> STUDY TEXT:
Female duplicity as seen by Roman Polanski

Film still of D'Après une histoire vraie (Based on a True Story) © RR

After Macbeth in 1972, Le Locataire (The Tenant) in 1976, Pirates in 1986, The Pianist, awarded the Palme d’or in 2002, Chacun son cinéma (To Each His Own Cinema) in 2007 and La Vénus à la fourrure (Venus in Fur) in 2014, D’après une histoire vraie (Based on a True Story) is the seventh film by director Roman Polanski to participate in the Official Selection, and is an adaptation of the eponymous best-seller by  Delphine de Vigan. Presented in Out of Competition, the film portrays the sudden and toxic intimacy between two women: Delphine, played by Emmanuelle Seigner and Elle, the disturbing character embodied by Eva Green.

The strangeness of Repulsion (1965) and Rosemary’s Baby (1968), Trelkovsky's sarcasm in Le Locataire (The Tenant), the humiliation experienced by Wladyslaw Szpilman in The Pianist, and Thomas' obsession in La Vénus à la fourrure (Venus in Fur)… The perversity displayed by Elle in D’après une histoire vraie (Based on a True Story) seems to fit logically into the filmography of a director that isn't shown anymore.  

“It’s also a book that tells the story of a book, and I really like that. This was previously done with The Ninth Gate (1999) and The Ghost Writer (2010).”

> DATASET EXTRACT:
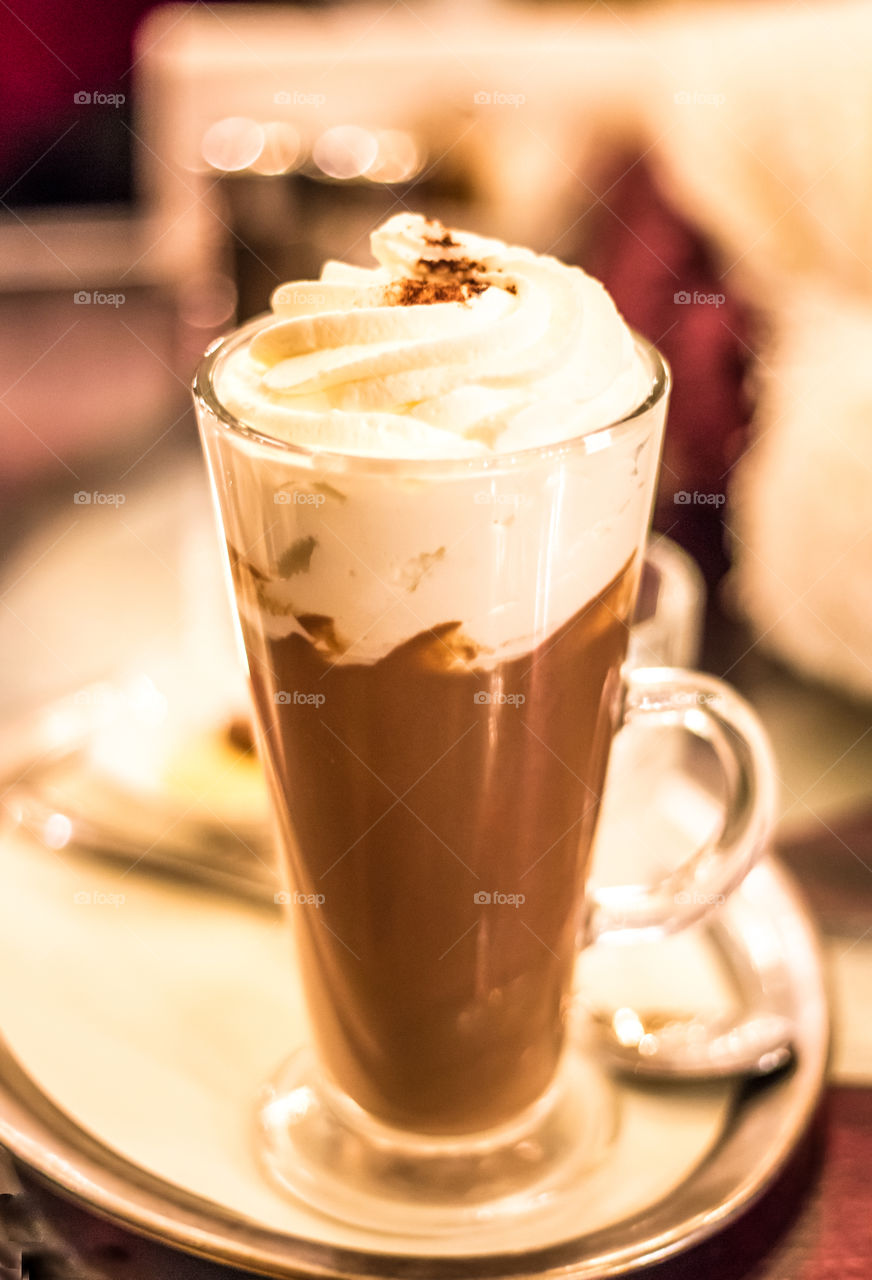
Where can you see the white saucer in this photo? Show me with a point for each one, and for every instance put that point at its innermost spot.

> REQUIRED ACTIONS:
[1] Can you retype the passage of the Polanski article that opens with the words containing "Film still of" and closes with "by Eva Green."?
[2] Would you continue the Polanski article from where it stops?

> ANSWERS TO THE PROBLEMS:
[1]
Film still of D'Après une histoire vraie (Based on a True Story) © RR

After Macbeth in 1972, Le Locataire (The Tenant) in 1976, Pirates in 1986, The Pianist, awarded the Palme d’or in 2002, Chacun son cinéma (To Each His Own Cinema) in 2007 and La Vénus à la fourrure (Venus in Fur) in 2014, D’après une histoire vraie (Based on a True Story) is the seventh film by director Roman Polanski to participate in the Official Selection, and is an adaptation of the eponymous best-seller by  Delphine de Vigan. Presented in Out of Competition, the film portrays the sudden and toxic intimacy between two women: Delphine, played by Emmanuelle Seigner and Elle, the disturbing character embodied by Eva Green.

[2]
Roman Polanski could also count on his experience adapting La Vénus à la fourrure (Venus in Fur), which was transposed to the big screen from a play by David Ives, itself based on a novel by Sacher-Masoch. Similarly, Carnage was the 2011 adaptation of Yasmina Reza's play Le Dieu du carnage (God of Carnage).

 

To write the screenplay, since "his last two films dealt with women", Roman Polanski called upon Olivier Assayas, who thus revisited his past as a screenwriter. The French director (who also writes his own screenplays) had previously collaborated notably with André Téchiné for Rendez-Vous (1984), Le Lieu du crime (Scene of the Crime) (1986) and Alice et Martin (Alice and Martin) (1998).

 

As is the case for all his films since The Ghost Writer, the score was composed by Alexandre Desplat. As for Emmanuelle Seigner, who suggested to her husband-director that he adapt D’après une histoire vraie (Based on a True story), she shines once more in her leading role as a novelist.